Stored data entries:
= = = = = = =
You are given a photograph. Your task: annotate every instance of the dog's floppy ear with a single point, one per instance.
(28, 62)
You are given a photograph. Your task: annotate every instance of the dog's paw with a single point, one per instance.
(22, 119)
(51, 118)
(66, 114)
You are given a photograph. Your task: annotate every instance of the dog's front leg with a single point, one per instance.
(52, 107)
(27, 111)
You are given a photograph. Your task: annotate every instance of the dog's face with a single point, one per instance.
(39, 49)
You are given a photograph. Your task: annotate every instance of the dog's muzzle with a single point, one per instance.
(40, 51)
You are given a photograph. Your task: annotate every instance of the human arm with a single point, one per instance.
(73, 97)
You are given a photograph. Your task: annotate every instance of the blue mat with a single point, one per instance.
= = = = = = =
Your task:
Reproduce the full block of data exactly, omitting nothing.

Answer space:
You are given a photograph. Your task: annotate every instance of the dog's floppy ear with a single point, one per instance.
(28, 62)
You are given a photograph. Your task: annotate every instance of the dog's paw with a single point, one per instance.
(22, 119)
(51, 118)
(66, 114)
You are given a photograph. Your task: annotate every instance of the dog's front leg with a single point, one per instance.
(52, 107)
(27, 111)
You are given a photograph. Your task: annotate every instance of the dog's face with a single point, one per instance.
(39, 49)
You are given a photograph. Your task: annotate every instance of the dog's muzzle with a single point, one per instance.
(40, 51)
You are given a photograph. Your task: annotate every instance of the human arm with a single point, one per instance.
(73, 97)
You are given a photograph. Your task: annotate every instance of the blue mat with a single point, one per instance.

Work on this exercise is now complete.